Meet Danny Wilson (Universal, 1952)

Frank Sinatra stars as the title character, a fledgling singer and pool hustler waiting for his big break in show business. Danny and partner Mike Ryan (Alex Nicol) meet mobster Nick Driscoll a.k.a. Joe Martell (Raymond Burr), who hires Danny to sing at his nightclub, collecting half of Danny’s future income. Sinatra performs such gems as “All of Me,” “I’ve Got a Crush on You,” “That Old Black Magic,” and “How Deep Is the Ocean?” A slim Shelley Winters plays Joy Carroll, Danny’s love interest. It was reported that Sinatra and Winters fought throughout the production.

Great Sinatra line (singing): “That old black magic has me in its spell, that old black magic that you weave so well. Those icy fingers up and down my spine, That same old witchcraft when your eyes meet mine.”

Director: Joseph Pevney

On DVD: Not commercially available

The Joker Is Wild (Paramount, 1957)

Frank Sinatra plays real-life comic Joe E. Lewis (1902-1971), charting his rise as a promising singer in the 1920s. But a vicious knife attack and beating by one of Al Capone’s top lieutenants in 1927 severely injures his voice, ruining his career as a singer. But after learning to speak again, Lewis becomes a top-notch comedian, only to fall from grace in a losing battle with the bottle. Sinatra and Lewis were long-time friends, with Lewis later signing a contract in 1961 to record the comic album, “It Is Now Post Time,” for Sinatra’s Reprise label. Jimmy Van Heusen and Sammy Cahn won an Oscar for Best Original Song, “All the Way.” Mitzi Gaynor, Jeanne Crain, Eddie Albert and Jackie Coogan also appear.

^^^^^^^^^^^^^^^^

Can you go on with the Sinatra movie guide, picking up right after its last sentence? None of the material is needed here.

(Data entries)
^^^^^^^^^^^^^^^^

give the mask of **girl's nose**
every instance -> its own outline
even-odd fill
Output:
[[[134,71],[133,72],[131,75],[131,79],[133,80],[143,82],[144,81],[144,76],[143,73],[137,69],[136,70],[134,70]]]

^^^^^^^^^^^^^^^^

* _EXPECTED OUTPUT_:
Great Sinatra line (doing a comic routine): “You’re not drunk enough if you can still lie on the floor without hanging on.”

Director: Charles Vidor

On DVD: Not commercially available

Italian movie poster: Frank Sinatra in The Joker Is Wild (1957)

The Manchurian Candidate (United Artists, 1962)

Frank Sinatra plays Bennett Marco, a U.S. Army officer who with his platoon is captured during the Korean War and brainwashed by Chinese Communists. Marco’s nightmares later lead to an investigation which uncovers a “sleeper” assassin among the returning POWs in the person of Raymond Shaw (Laurence Harvey). Based on the novel by Richard Condon, The Manchurian Candidate is a wild political thriller, with Janet Leigh and Angela Lansbury also in top form. The movie garnered two Oscar nominations for Best Supporting Actress (Lansbury) and Best Film Editing.

Great Sinatra line: “I’ve been having this nightmare. A real swinger of a nightmare, too.”

Director: John Frankenheimer

On DVD: The Manchurian Candidate Special Edition (MGM, 2004)

Pal Joey (Columbia, 1957)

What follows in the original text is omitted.